Homenagem ao jornal sorocabano Cruzeiro do Sul, por seu centenário

Excelentíssimo Senhor Presidente da 24ª Subsecção da OAB, Dr. Joel de Araújo, por meio de quem cumprimentamos as demais autoridades e membros da mesa e as autoridades presentes nesta cerimônia.

Senhoras e Senhores:

“De longa data acariciávamos a idéia de publicar uma folha que não estivesse adistricta a conveniencias de partidos políticos; que dissesse o que precisa dizer, e que defendesse com hombridade os interesses do Direito e da justiça. Essa idéia realizamos agora com a publicação do Cruzeiro do Sul.

Apparece sem outros intuitos senão o de cooperar para o engrandecimento da terra onde vê a luz. E, se tanto conseguir, ainda mesmo em diminuta parcella, dar-nos-emos sobejamente recompensados.

Não é órgão partidário: é uma folha republicana e nada mais. Acolherá em suas columnas todos os artigos de utilidade pública.

Até onde lhe fôr possível, defenderá com independência os direitos do povo, garantidos pela lei e pugnará em prol das classes opprimidas.

Não irá provocar discussões de caráter privado, nem a elas dará abrigo. Quando, no desempenho de nossa missão, tivermos de entrar na crítica e na apreciação dos actos políticos, o faremos na região serena dos princípios, sem rancor e sem paixão...”.

Este era o programa de uma folha de quatro páginas e circulação bissemanal, lançado em 12 de junho de 1903 por Joaquim Firmino de Camargo Pires, ou Nhô Quim Pires, como carinhosamente era conhecido, e seu irmão João Clímaco, este, juntamente com o poeta Francisco Vera Cruz, criadores de uma associação constituída como a primeira proprietária do Cruzeiro.

Independência partidária, senso de utilidade pública e defesa da classe oprimida representavam a tônica da folha auto-intitulada como órgão republicano, porta-voz que se fizera da dissidência republicana instaurada “contra as diretrizes do presidente Campos Sales, fundamentada na política dos governadores e no mecanismo de reconhecimento de poderes que, na prática, promovia o rompimento entre a República e a democracia”.13

O jornal-menino foi crescendo. Realinhou forças políticas. Mudou de donos. Modernizou-se. Em 1963, quando as possibilidades do jornal “enquanto empresa familiar se achavam praticamente esgotadas”, foi adquirido pelos irmãos da Loja Maçônica Perseverança III, momento este em que é criada uma fundação “que, por proposta de José Aleixo Irmão, recebe o nome de Ubaldino do Amaral, um dos fundadores da Perseverança III”.14

O jornal-menino se fez jornal-adulto. Fez-se sentinela do século. Informou e informa e forma cidadãos. Como se um livro fora, merecendo, por isso, a analogia do grande poeta Castro Alves, que candentemente declamava: “Por isso na impaciência/ Desta sede de saber,/ Como as aves do deserto,/ As almas buscam beber.../ Oh bendito o que semeia/ E manda o povo pensar!/ o livro caindo n’alma/ é Germe que faz a palma/ e chuva que faz o mar”.

A fazer
**1)** Indique se cada afirmação concorda com o discurso sobre o centenário do Cruzeiro do Sul, respondendo sim ou não e citando literalmente as palavras do texto que decidem: (a) o jornal foi lançado em 12 de junho de 1903; (b) a folha tinha circulação diária; (c) em 1963, o jornal foi adquirido pelos irmãos da Loja Maçônica Perseverança III.
**2)** Reproduza fielmente o trecho do discurso sobre o Cruzeiro do Sul que começa em "Homenagem ao jornal" e segue até "dar-nos-emos sobejamente recompensados.".
**3)** Dê continuidade ao discurso em homenagem ao centenário do jornal Cruzeiro do Sul a partir do ponto em que ele termina.
Os dados apresentados a seguir não têm relação com o texto.

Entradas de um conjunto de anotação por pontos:

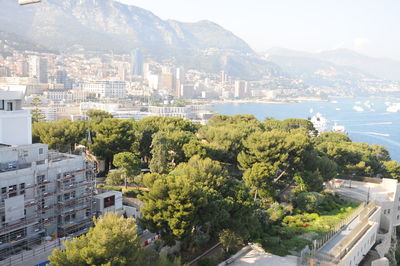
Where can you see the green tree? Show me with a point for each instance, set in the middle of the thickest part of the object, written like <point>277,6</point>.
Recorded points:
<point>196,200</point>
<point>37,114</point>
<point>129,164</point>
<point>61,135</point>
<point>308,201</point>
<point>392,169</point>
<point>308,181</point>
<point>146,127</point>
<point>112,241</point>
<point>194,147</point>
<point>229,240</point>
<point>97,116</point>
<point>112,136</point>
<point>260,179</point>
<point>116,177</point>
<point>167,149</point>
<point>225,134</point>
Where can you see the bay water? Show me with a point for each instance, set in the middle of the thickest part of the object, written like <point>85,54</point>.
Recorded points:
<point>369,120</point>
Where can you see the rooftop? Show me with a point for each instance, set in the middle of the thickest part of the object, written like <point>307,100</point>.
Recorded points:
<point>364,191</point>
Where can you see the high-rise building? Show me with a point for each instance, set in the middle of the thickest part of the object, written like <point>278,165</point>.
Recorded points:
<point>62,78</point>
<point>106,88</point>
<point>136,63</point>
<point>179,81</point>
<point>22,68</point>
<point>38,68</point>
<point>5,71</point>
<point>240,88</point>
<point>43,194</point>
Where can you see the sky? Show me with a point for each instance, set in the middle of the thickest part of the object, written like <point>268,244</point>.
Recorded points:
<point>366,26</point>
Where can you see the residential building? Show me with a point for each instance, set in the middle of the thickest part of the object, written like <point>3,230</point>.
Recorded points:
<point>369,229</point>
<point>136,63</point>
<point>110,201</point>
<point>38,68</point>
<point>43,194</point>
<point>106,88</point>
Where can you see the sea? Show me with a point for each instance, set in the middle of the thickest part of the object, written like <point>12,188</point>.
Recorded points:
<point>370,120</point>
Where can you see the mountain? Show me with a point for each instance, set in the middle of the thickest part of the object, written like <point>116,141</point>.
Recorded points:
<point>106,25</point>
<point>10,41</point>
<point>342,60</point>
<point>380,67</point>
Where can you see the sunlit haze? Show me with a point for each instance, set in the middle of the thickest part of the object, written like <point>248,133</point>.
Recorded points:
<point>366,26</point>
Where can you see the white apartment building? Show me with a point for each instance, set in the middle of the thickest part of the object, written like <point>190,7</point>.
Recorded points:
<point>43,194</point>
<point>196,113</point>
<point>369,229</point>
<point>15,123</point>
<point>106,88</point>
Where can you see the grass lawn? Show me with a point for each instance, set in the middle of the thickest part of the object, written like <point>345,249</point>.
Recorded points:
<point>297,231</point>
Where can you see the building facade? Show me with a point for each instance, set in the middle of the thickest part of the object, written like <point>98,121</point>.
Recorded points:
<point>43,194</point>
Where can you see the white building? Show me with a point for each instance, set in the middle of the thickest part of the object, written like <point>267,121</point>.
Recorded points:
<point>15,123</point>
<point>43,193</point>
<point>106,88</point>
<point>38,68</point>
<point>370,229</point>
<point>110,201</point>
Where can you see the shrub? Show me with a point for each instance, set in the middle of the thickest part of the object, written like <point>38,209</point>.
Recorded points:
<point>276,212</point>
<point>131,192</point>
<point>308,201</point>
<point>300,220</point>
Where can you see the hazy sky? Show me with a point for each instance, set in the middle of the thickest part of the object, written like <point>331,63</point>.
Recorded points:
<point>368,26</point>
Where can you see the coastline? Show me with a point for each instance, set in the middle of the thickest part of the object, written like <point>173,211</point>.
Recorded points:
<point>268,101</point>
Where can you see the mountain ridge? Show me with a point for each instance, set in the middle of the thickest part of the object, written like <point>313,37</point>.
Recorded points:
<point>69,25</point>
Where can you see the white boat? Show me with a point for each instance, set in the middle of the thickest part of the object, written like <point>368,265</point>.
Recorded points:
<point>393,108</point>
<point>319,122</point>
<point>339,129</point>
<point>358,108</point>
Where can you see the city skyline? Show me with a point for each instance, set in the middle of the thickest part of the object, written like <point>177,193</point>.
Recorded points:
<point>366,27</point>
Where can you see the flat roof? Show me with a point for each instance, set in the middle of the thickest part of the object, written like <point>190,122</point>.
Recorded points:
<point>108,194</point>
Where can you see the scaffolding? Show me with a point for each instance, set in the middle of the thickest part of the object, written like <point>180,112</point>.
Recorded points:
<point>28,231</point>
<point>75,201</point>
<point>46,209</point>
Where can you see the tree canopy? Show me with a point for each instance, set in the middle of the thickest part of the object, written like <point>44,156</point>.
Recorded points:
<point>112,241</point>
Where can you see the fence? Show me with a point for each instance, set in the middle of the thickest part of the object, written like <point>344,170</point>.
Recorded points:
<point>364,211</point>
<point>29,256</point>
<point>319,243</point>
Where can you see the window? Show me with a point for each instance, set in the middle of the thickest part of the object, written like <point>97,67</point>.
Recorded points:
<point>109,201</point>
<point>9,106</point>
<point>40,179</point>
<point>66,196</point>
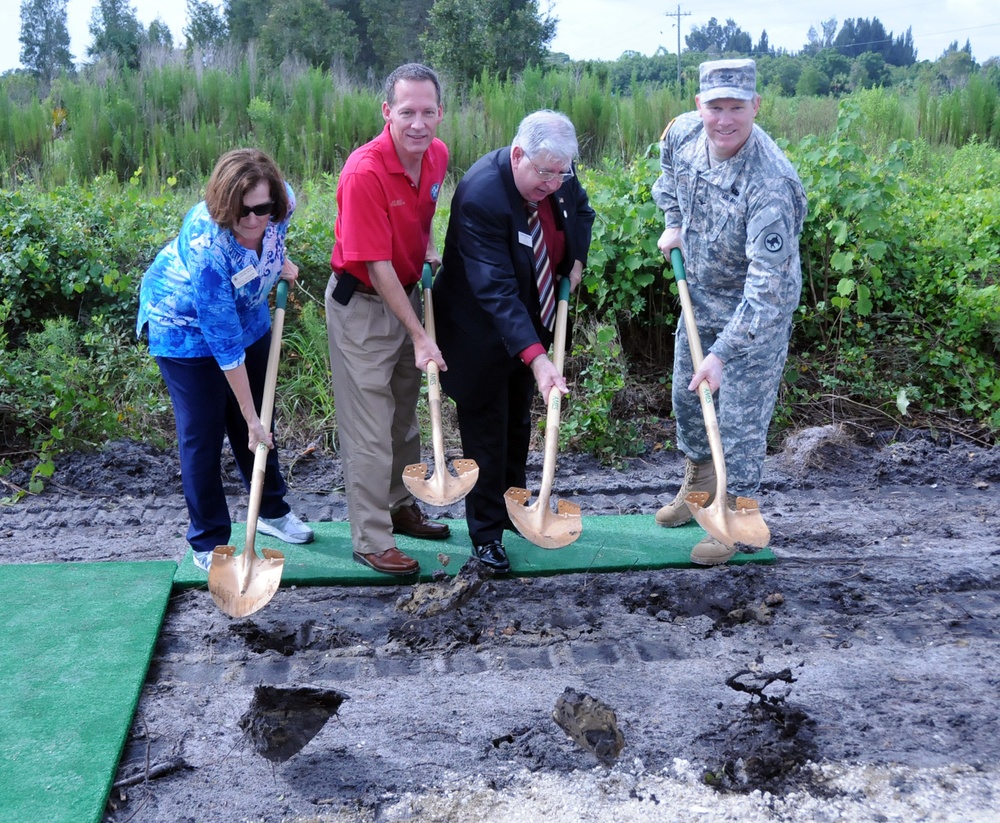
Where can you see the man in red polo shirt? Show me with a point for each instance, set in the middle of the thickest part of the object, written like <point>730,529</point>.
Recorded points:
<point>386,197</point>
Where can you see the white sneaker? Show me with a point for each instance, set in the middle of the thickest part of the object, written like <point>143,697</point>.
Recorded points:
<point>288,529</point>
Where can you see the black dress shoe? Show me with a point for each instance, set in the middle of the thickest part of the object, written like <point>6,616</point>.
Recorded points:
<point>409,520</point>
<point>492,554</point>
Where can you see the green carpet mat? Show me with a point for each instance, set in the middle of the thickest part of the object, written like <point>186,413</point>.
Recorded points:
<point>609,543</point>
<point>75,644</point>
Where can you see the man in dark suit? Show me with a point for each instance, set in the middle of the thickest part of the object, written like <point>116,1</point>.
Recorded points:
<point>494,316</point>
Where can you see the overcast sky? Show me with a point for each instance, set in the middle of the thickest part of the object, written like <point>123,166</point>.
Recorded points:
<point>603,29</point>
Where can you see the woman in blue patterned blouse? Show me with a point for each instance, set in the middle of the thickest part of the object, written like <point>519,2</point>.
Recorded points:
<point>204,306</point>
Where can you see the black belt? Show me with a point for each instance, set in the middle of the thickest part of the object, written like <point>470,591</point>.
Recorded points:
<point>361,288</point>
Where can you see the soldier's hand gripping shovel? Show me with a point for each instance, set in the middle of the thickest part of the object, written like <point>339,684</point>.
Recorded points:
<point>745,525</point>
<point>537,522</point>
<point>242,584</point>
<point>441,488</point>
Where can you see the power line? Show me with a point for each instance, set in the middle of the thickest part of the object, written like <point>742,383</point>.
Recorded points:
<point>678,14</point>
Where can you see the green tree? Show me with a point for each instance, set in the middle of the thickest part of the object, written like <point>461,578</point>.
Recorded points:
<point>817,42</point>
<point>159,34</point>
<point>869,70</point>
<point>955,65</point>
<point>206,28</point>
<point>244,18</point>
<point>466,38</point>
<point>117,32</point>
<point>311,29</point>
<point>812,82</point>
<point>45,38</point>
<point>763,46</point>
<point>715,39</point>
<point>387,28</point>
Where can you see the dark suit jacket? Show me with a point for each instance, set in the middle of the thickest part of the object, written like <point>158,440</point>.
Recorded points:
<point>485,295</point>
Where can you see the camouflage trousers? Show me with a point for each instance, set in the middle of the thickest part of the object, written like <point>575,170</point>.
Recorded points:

Respostas por tarefa
**1)**
(a) Sim: "lançado em 12 de junho de 1903".
(b) Não: "circulação bissemanal".
(c) Sim: "foi adquirido pelos irmãos da Loja Maçônica Perseverança III".

**2)**
Homenagem ao jornal sorocabano Cruzeiro do Sul, por seu centenário

Excelentíssimo Senhor Presidente da 24ª Subsecção da OAB, Dr. Joel de Araújo, por meio de quem cumprimentamos as demais autoridades e membros da mesa e as autoridades presentes nesta cerimônia.

Senhoras e Senhores:

“De longa data acariciávamos a idéia de publicar uma folha que não estivesse adistricta a conveniencias de partidos políticos; que dissesse o que precisa dizer, e que defendesse com hombridade os interesses do Direito e da justiça. Essa idéia realizamos agora com a publicação do Cruzeiro do Sul.

Apparece sem outros intuitos senão o de cooperar para o engrandecimento da terra onde vê a luz. E, se tanto conseguir, ainda mesmo em diminuta parcella, dar-nos-emos sobejamente recompensados.

**3)**
O “Cruzeiro do Sul” é uma sentinela do século. E da verdade. E a verdade, como o disse Gilberto Vidigal, representante de escol do jornalismo brasileiro, “é uma força nascida em qualquer parte e que, atravessando corações e espíritos, se protege nos documentos e livros; é uma força que agita os tribunais e parlamentos, constrói e reconstrói estados, derruba e varre poderes; é uma força que penetra, invisível nos templos, alcança os campanários, ganha espaços inatingíveis, e, em pleno zênite, domina os páramos indevassáveis”.

E diz a verdade, porque seus homens e mulheres continuam defendendo o mesmo ideal dos primeiros republicanos: a construção de um regime de liberdade, em benefício de uma nação fraterna, em que se garanta a cada cidadão as condições legais e reais de viver dignamente.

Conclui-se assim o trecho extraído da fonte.